→ **AIM OF THE EXERCISE**:
Reproduce the rows between the one holding "Please answer: is there any car" and the one holding "[71,145,101,173]", inclusive, swapping "seaplane" for "floatplane" and changing nothing else.

→ **DATA RECORDS**:
==================================================

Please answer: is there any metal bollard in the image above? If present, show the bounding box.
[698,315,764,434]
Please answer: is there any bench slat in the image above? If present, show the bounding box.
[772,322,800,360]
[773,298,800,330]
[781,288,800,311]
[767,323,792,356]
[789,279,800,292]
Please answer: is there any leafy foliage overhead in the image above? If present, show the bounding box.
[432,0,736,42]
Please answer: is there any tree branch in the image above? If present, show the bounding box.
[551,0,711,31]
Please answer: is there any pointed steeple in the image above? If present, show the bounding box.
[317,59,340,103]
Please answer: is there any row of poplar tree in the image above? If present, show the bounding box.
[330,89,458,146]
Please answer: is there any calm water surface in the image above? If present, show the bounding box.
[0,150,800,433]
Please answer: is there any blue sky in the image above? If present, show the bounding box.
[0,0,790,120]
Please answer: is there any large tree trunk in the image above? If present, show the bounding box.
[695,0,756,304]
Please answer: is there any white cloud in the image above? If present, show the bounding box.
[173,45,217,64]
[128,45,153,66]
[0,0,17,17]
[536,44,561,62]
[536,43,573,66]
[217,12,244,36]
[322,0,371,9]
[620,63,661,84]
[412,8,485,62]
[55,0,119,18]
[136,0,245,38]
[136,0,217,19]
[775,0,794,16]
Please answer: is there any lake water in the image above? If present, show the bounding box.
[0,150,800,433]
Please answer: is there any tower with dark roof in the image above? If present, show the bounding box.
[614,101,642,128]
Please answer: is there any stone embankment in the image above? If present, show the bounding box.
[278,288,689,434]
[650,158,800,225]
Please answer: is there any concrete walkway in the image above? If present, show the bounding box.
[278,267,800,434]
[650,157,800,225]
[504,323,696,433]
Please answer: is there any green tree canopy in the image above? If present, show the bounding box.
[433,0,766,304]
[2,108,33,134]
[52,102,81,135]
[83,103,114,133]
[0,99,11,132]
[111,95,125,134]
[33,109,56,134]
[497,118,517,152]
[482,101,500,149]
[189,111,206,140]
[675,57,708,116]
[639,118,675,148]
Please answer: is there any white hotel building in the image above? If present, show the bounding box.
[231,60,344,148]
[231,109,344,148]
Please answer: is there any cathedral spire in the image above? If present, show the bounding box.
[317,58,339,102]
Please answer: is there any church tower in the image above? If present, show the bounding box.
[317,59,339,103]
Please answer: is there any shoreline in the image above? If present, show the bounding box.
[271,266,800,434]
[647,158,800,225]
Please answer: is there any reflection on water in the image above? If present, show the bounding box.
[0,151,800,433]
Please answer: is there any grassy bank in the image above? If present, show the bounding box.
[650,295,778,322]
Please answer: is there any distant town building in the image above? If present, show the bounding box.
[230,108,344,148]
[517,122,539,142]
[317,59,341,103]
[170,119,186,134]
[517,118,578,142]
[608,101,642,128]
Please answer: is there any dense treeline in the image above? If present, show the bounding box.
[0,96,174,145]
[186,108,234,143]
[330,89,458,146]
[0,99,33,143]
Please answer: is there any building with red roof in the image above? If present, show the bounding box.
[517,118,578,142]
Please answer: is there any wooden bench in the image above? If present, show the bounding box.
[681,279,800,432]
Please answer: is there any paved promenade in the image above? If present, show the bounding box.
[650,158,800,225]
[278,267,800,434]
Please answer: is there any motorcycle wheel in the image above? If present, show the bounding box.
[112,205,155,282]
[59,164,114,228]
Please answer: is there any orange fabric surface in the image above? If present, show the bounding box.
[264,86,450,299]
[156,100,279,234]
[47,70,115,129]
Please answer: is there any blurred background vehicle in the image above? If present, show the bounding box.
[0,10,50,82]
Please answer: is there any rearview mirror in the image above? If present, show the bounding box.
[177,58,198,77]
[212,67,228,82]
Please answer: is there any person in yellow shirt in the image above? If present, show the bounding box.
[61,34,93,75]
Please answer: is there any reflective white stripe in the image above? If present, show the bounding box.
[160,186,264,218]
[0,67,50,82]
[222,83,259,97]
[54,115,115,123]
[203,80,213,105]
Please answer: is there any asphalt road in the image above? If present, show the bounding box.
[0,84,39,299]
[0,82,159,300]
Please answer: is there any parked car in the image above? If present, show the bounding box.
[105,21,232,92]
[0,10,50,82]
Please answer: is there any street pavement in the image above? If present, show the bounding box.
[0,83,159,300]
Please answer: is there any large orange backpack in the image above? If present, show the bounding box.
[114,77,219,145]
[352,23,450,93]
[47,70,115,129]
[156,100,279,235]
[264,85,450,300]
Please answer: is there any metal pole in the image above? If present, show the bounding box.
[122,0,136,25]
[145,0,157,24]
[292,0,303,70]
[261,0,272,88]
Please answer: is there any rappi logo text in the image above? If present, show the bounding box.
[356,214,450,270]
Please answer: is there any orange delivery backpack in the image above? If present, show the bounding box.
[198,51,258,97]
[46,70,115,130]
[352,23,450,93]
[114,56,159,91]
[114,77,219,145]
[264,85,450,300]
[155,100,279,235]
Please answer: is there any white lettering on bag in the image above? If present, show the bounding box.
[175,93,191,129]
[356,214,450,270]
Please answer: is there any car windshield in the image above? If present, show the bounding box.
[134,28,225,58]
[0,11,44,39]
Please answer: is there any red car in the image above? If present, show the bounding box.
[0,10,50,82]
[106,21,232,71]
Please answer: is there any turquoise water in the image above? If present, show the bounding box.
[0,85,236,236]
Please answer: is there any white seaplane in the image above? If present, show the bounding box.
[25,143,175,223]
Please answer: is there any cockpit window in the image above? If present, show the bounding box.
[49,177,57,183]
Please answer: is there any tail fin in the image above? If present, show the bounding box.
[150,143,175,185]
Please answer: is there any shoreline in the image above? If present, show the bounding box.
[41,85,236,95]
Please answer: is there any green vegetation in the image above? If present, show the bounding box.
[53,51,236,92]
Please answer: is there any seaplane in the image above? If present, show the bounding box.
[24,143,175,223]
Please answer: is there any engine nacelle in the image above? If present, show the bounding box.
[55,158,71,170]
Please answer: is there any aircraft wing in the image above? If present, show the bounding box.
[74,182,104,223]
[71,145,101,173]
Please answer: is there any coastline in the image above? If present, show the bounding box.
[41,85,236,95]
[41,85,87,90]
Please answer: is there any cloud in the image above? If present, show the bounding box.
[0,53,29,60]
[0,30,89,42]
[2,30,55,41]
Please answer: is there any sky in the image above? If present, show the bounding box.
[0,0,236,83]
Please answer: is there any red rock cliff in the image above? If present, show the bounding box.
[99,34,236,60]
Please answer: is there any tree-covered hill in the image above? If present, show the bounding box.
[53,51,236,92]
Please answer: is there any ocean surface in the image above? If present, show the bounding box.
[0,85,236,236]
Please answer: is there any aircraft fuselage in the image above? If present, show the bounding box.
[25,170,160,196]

==================================================

→ **RIGHT ANSWER**:
Please answer: is there any car windshield in the image above? If present, show the bounding box.
[134,28,225,58]
[0,11,44,39]
Please answer: is there any red car in the image above? If present, show the bounding box.
[0,10,50,82]
[106,21,232,71]
Please answer: is there any turquoise water in the image above? If present, show the bounding box.
[0,85,236,236]
Please answer: is there any white floatplane in the image above? If present, show the bounding box.
[25,143,175,223]
Please answer: is there any cockpit window in the image above? If present, show the bounding box.
[49,177,57,183]
Please answer: is there any tail fin in the image above? If present, show the bounding box.
[150,143,175,185]
Please answer: is there any shoreline in the image above? If present, show the bounding box.
[41,85,236,95]
Please answer: is there any green vegetation in the image above? If present, show the bounding box.
[53,51,236,92]
Please answer: is there any floatplane in the image above? If present, show the bounding box.
[24,143,175,223]
Please answer: is there any engine nacelle in the image above? If present, show the bounding box.
[55,158,71,170]
Please answer: is there any aircraft wing in the image above? If present, show the bounding box.
[74,182,104,223]
[71,145,101,173]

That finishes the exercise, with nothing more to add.